* **EXERCISE**:
Output each entry that follows exactly. Images stay out.

* **Collected data**:
* * *

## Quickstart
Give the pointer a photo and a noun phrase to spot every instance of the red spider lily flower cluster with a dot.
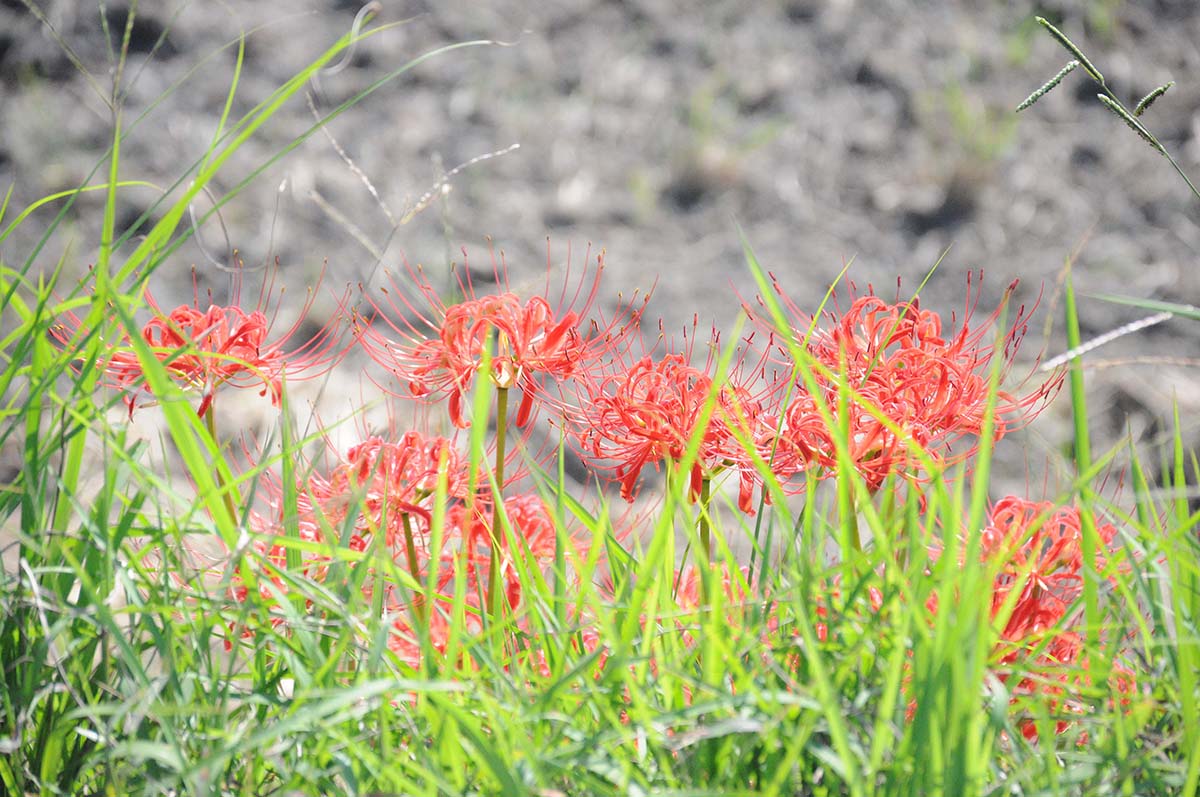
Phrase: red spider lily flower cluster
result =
(204, 349)
(527, 342)
(387, 491)
(1039, 550)
(895, 383)
(888, 379)
(647, 412)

* * *

* **SOLVED EXERCISE**:
## Quickstart
Give the pointer a photo and a noun phrase to spot every instance of the red spider lily flower cluster with a dot.
Phrase: red spider lily flower cluster
result =
(204, 349)
(527, 342)
(387, 491)
(1039, 550)
(895, 383)
(888, 379)
(647, 412)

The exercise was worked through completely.